__Text section__

■ ■ ■ ■

At all times material herein, Epstein and the Epstein Enterprise engaged 
repeatedly in wrongful acts which were intentional and outrageous. The Government gives 
notice that it intends to pursue the possibility of punitive damages in any jury verdict. 
PRAYER FOR RELIEF 
WHEREFORE, the Government respectfully requests that the Court: 
A. 
Enter a judgment in favor of the Government and against Defendants on all 
counts; 
B. 
Declare that Defendants, through the Epstein Enterprise, have engaged in a 
pattern of criminal activity in the Virgin Islands including but not limited to human trafficking, 
forced labor and sexual servitude of female children and young women, unlawful sexual contact, 
child sexual abuse, child abuse and neglect, rape, prostitution civil conspiracy and other offenses 
related offenses, and civil conspiracy; 
C.

■ ■ ■ ■

__Data rows__
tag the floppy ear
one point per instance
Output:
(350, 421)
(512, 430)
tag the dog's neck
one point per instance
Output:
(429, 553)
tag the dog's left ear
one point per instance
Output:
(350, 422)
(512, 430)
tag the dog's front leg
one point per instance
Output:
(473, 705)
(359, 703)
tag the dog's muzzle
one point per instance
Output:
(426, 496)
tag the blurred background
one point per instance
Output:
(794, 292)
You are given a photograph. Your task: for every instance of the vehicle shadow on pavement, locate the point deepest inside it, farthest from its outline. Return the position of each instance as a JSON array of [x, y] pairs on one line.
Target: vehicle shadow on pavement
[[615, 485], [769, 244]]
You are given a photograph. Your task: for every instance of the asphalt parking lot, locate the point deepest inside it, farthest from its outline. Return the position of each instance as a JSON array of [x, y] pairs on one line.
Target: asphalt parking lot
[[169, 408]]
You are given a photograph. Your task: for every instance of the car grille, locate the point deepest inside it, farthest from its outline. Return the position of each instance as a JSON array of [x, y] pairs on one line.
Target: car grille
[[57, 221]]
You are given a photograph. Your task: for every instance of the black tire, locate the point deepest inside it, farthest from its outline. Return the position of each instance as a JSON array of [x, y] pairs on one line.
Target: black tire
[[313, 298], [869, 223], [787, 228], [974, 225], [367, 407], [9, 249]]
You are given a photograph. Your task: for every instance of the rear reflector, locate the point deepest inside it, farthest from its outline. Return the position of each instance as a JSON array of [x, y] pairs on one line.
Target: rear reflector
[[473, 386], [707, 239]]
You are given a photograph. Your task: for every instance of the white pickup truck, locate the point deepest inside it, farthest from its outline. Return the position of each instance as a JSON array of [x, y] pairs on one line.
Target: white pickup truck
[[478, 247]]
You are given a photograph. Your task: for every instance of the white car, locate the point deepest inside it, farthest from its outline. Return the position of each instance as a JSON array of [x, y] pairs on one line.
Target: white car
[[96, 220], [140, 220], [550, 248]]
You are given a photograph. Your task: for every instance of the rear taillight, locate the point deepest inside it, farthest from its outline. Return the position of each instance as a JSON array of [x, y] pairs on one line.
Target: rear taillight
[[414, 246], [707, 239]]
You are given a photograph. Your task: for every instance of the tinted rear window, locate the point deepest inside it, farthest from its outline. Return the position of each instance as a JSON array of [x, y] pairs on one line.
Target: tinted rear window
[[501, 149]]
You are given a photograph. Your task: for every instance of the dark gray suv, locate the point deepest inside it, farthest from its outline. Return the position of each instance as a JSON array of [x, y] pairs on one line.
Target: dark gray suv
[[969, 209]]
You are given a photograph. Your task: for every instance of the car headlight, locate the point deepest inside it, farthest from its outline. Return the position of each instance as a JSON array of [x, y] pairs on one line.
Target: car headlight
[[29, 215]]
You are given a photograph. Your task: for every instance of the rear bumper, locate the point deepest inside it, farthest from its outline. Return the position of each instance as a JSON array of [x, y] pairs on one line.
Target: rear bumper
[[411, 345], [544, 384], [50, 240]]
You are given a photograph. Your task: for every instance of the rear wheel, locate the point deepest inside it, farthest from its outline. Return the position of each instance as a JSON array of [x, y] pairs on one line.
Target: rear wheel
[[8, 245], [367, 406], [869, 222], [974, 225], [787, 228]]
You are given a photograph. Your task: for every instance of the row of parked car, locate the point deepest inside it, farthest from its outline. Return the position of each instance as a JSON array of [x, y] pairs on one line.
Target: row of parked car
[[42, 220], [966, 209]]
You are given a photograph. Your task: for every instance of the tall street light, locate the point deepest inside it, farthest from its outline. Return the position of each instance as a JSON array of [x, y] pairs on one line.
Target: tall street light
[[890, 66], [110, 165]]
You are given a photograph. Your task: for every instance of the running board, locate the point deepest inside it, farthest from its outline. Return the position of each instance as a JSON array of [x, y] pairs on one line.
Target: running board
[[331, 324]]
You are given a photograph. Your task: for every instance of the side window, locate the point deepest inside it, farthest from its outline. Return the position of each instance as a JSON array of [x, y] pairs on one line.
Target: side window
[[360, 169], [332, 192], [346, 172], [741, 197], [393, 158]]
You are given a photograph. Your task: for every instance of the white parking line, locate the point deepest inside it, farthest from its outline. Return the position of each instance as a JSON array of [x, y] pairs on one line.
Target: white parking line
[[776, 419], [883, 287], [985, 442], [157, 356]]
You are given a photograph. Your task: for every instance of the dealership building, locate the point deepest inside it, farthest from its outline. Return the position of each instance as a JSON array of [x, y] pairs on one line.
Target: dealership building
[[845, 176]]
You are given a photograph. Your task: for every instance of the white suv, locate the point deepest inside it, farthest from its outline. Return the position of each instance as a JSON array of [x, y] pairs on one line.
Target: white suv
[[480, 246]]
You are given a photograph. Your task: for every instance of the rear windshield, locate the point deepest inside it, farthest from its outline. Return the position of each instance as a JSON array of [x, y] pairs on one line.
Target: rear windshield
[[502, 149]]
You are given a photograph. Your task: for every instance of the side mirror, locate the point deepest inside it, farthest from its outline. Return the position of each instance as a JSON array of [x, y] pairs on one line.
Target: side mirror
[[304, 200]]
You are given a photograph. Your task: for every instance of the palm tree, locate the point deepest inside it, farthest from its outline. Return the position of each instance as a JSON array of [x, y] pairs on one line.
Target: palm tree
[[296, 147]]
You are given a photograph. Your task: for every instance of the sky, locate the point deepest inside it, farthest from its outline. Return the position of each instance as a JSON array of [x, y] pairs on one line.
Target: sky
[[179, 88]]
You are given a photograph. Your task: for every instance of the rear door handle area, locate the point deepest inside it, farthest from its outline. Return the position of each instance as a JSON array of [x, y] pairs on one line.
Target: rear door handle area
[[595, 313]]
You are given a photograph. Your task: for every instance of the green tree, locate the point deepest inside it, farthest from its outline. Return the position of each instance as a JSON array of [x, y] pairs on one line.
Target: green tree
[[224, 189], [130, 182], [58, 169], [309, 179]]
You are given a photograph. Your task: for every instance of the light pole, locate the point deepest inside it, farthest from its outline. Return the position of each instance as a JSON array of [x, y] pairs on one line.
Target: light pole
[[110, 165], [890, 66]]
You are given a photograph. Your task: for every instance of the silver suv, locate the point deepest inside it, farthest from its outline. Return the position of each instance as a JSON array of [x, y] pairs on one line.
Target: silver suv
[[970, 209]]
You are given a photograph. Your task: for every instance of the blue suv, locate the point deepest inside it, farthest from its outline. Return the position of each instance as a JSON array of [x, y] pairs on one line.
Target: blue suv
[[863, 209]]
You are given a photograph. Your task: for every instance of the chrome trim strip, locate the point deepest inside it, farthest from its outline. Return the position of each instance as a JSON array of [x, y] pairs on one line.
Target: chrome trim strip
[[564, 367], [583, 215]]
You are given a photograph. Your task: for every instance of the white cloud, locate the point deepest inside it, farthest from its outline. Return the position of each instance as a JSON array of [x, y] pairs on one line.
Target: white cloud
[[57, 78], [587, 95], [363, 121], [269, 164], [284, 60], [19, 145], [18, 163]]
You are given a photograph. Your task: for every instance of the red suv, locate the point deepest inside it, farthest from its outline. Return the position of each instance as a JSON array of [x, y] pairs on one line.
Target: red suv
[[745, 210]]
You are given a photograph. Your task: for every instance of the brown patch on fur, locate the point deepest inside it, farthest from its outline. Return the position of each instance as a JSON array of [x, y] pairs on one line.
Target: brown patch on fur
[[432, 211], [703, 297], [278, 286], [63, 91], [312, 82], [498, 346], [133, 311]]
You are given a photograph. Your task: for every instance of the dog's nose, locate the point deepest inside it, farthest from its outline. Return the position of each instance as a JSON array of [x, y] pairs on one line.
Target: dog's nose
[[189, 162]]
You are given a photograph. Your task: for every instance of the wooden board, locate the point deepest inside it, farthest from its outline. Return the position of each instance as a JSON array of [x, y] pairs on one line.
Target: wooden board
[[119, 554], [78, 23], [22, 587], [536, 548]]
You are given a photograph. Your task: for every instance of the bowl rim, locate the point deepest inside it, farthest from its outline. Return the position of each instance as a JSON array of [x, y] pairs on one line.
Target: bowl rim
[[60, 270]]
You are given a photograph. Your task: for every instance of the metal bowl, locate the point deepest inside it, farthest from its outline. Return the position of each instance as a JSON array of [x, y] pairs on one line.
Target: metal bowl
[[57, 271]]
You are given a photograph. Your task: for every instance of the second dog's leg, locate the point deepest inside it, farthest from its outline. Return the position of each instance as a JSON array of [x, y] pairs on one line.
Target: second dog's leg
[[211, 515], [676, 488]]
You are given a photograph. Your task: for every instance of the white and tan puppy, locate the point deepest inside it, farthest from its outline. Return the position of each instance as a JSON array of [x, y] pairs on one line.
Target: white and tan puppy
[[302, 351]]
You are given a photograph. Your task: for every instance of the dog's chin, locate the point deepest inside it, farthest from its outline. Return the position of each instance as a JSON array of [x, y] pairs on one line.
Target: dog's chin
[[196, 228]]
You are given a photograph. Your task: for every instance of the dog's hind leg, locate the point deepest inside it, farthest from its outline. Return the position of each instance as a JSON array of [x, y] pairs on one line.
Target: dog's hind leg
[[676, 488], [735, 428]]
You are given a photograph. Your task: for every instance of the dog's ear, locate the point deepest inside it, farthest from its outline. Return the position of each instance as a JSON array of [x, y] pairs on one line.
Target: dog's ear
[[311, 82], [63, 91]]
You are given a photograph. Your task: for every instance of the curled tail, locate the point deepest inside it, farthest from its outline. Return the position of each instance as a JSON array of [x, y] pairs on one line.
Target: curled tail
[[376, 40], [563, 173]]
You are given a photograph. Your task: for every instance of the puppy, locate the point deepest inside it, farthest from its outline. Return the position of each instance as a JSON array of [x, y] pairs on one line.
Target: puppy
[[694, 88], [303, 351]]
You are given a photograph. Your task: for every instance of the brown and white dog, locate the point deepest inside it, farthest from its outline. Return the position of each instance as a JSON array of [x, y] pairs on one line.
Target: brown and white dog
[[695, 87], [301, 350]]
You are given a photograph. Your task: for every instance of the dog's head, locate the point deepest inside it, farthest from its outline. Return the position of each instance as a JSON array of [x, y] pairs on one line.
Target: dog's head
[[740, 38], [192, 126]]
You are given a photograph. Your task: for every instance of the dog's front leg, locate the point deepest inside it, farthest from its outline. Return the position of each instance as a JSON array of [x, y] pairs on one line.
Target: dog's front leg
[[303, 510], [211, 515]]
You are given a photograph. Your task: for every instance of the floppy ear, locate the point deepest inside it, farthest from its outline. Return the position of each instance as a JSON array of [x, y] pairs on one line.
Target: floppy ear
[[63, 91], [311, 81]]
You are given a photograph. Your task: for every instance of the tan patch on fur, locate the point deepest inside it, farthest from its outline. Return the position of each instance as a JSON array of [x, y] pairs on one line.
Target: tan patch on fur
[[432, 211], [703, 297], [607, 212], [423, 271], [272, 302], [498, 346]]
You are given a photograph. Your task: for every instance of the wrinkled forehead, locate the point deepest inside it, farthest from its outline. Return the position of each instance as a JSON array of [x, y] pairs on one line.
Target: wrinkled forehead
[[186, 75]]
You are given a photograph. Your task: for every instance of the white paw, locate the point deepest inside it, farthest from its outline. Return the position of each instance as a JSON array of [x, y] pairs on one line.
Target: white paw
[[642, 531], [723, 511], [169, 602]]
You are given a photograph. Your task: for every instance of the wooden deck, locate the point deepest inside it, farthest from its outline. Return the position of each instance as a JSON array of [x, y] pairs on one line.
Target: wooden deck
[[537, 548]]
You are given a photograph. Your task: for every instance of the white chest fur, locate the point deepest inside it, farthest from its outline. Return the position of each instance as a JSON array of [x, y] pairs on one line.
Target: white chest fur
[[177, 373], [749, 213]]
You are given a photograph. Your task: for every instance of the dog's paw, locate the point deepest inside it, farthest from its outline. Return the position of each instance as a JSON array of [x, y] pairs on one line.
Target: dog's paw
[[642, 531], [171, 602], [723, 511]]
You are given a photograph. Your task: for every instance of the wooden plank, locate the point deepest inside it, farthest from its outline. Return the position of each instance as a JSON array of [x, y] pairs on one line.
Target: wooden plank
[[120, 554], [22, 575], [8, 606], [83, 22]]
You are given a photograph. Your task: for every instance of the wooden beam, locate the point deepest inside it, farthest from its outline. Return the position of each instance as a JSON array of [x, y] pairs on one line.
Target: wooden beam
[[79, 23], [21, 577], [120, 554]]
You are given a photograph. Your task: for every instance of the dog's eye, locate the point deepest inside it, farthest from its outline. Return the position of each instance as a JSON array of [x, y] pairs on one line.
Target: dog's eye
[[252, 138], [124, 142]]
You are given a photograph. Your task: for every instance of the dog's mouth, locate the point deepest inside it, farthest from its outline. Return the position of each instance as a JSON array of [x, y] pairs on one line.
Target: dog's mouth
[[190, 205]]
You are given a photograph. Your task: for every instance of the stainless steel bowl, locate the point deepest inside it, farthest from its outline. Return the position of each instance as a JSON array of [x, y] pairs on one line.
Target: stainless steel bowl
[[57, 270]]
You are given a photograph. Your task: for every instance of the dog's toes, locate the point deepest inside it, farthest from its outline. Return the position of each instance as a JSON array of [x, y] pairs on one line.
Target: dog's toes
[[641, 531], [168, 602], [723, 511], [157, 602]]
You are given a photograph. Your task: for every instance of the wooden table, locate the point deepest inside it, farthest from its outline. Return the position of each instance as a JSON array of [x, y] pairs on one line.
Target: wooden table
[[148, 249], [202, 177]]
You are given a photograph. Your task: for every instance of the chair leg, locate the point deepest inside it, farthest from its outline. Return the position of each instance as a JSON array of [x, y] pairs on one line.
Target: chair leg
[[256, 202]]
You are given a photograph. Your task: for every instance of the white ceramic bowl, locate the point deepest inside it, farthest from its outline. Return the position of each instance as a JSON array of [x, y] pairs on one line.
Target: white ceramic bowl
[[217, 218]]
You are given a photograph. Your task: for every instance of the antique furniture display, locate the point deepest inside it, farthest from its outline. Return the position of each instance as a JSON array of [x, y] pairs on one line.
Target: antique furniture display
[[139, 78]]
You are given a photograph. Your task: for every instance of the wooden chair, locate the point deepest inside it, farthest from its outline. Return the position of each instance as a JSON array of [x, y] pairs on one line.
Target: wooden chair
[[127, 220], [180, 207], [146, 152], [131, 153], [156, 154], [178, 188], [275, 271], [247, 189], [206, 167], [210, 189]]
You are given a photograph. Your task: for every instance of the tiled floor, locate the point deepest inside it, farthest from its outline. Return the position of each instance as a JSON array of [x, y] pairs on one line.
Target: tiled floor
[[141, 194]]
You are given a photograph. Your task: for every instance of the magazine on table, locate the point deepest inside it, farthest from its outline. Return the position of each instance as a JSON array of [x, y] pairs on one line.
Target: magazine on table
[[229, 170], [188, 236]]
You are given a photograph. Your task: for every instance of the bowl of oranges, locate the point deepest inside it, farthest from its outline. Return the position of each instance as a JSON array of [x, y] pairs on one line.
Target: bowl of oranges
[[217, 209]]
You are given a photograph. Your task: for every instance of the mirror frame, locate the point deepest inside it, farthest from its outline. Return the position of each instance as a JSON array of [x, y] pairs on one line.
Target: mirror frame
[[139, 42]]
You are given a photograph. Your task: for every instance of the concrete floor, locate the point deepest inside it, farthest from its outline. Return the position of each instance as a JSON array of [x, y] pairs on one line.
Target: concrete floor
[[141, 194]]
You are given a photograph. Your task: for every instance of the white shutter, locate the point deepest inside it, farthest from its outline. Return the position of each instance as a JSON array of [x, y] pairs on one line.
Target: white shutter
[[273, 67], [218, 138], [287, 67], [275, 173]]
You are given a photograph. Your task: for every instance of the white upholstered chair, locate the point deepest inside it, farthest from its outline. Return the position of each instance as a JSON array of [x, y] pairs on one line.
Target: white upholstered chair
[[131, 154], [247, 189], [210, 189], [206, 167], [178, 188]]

■ ■ ■ ■

__What you need to do__
1 – In the complaint excerpt, what does the Government give notice that it intends to pursue?
2 – Decide whether each statement agrees with the complaint excerpt, answering yes or no and quoting the deciding words: (a) The Government asks the Court to enter judgment in favor of Defendants. (b) The wrongful acts are described as intentional and outrageous. (c) The pattern of criminal activity is placed in the Virgin Islands.
3 – Update the stretch of the complaint excerpt from "At all times" through "any jury verdict." so that "outrageous" becomes "egregious".

__Replies__
1 – The possibility of punitive damages in any jury verdict.

2 –
(a) No: "Enter a judgment in favor of the Government and against Defendants on all counts"
(b) Yes: "wrongful acts which were intentional and outrageous"
(c) Yes: "a pattern of criminal activity in the Virgin Islands"

3 –
At all times material herein, Epstein and the Epstein Enterprise engaged 
repeatedly in wrongful acts which were intentional and egregious. The Government gives 
notice that it intends to pursue the possibility of punitive damages in any jury verdict.